Mit Beschluss vom 11. März 2010 hat das [X.] ([X.], [X.], 51) den Vorlagebeschluss in entsprechender Anwendung der für willkürlich ergangene Verweisungsbeschlüsse zu § 281 ZPO entwickelten Grundsätze aufgehoben und das Verfahren zur anderweitigen Prüfung und Entscheidung an das [X.] zurückgegeben. Dagegen richtet sich die - vom [X.] zugelassene - Rechtsbeschwerde der Kläger.

4

II. Das [X.] hat ausgeführt: Der Vorlagebeschluss leide an erheblichen Mängeln und sei daher keine taugliche Grundlage für das Musterverfahren. Die Bindungswirkung gemäß § 4 Abs. 1 Satz 2 [X.] bestehe nicht uneingeschränkt und entfalle, wenn der Vorlagebeschluss - wie hier - an schweren verfahrensrechtlichen Mängeln leide. Insoweit seien die von der obergerichtlichen Rechtsprechung entwickelten Grundsätze zur Einschränkung der Bindung an einen Verweisungsbeschluss nach § 281 ZPO entsprechend heranzuziehen. Es könne offen bleiben, ob der Beschluss bereits deshalb aufzuheben sei, weil er unzureichende Feststellungen über das Vorliegen der Voraussetzungen des § 4 Abs. 1 Satz 1 [X.] (Aufführung der weiteren Musterfeststellungsanträge sowie deren Inhalt und Eintragung) enthalte. Denn es fehlten jedenfalls entgegen § 4 Abs. 2 Nr. 2 bis 4 [X.] ausreichende Angaben zum Inhalt der geltend gemachten Ansprüche der Kläger, zu den vorgebrachten Streitpunkten und deren Entscheidungserheblichkeit sowie zu Angriffs- und Verteidigungsmitteln. Bereits der in den Gründen des [X.] vorangestellte Klägervortrag betreffe offensichtlich nicht die hiesigen Kläger (andere Daten und Zahlen und einen anderen Klagezeitpunkt). Zum Vorbringen der Beklagten und zu den von diesen benannten Beweismitteln finde sich nichts.

GESPEICHERTE DATENSÄTZE:
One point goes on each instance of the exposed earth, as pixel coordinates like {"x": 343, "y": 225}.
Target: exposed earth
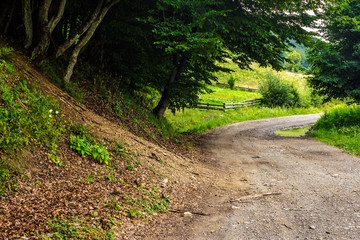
{"x": 266, "y": 186}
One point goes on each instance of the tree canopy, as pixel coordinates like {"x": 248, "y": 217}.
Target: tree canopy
{"x": 336, "y": 63}
{"x": 169, "y": 46}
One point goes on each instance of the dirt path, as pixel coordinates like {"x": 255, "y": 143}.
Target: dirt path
{"x": 266, "y": 186}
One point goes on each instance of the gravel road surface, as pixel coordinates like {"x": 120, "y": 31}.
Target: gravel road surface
{"x": 275, "y": 187}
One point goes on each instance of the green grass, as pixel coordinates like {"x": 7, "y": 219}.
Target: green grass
{"x": 78, "y": 227}
{"x": 340, "y": 127}
{"x": 199, "y": 121}
{"x": 221, "y": 95}
{"x": 250, "y": 78}
{"x": 28, "y": 121}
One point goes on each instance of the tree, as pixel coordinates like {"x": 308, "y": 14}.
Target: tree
{"x": 336, "y": 63}
{"x": 293, "y": 60}
{"x": 198, "y": 33}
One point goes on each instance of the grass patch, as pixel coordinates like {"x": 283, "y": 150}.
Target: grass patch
{"x": 221, "y": 95}
{"x": 199, "y": 121}
{"x": 28, "y": 121}
{"x": 78, "y": 228}
{"x": 295, "y": 132}
{"x": 340, "y": 127}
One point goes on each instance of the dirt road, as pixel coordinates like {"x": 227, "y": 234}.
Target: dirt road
{"x": 272, "y": 187}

ZU ERLEDIGENDE AUFGABEN:
(1) Beantworte die folgenden Fragen zum Textauszug:
(a) An welchem Datum erging der Beschluss, mit dem der Vorlagebeschluss aufgehoben wurde?
(b) Wer legte gegen diesen Beschluss Rechtsbeschwerde ein?
(c) Woran zeigt sich laut Textauszug, dass der vorangestellte Klägervortrag nicht die hiesigen Kläger betrifft?
(2) Prüfe für jede Aussage, ob sie mit dem Textauszug übereinstimmt, und belege deine Antwort mit einem wörtlichen Zitat:
(a) Die Bindungswirkung nach § 4 Abs. 1 Satz 2 besteht uneingeschränkt.
(b) Der Vorlagebeschluss enthält Angaben zum Vorbringen der Beklagten.
(c) Ob der Beschluss schon wegen unzureichender Feststellungen zu § 4 Abs. 1 Satz 1 aufzuheben ist, wird offengelassen.
(3) Erkläre in einem bis drei Sätzen, warum der Vorlagebeschluss laut Textauszug keine taugliche Grundlage für das Musterverfahren ist.

LÖSUNGEN JE AUFGABE:
(1)
(a) Am 11. März 2010.
(b) Die Kläger.
(c) An anderen Daten und Zahlen und an einem anderen Klagezeitpunkt.

(2)
(a) Nein: „bestehe nicht uneingeschränkt“
(b) Nein: „Zum Vorbringen der Beklagten und zu den von diesen benannten Beweismitteln finde sich nichts.“
(c) Ja: „Es könne offen bleiben, ob der Beschluss bereits deshalb aufzuheben sei“

(3) Der Vorlagebeschluss leidet an erheblichen Mängeln. Entgegen § 4 Abs. 2 Nr. 2 bis 4 fehlen jedenfalls ausreichende Angaben zum Inhalt der Ansprüche der Kläger, zu den Streitpunkten und deren Entscheidungserheblichkeit sowie zu den Angriffs- und Verteidigungsmitteln.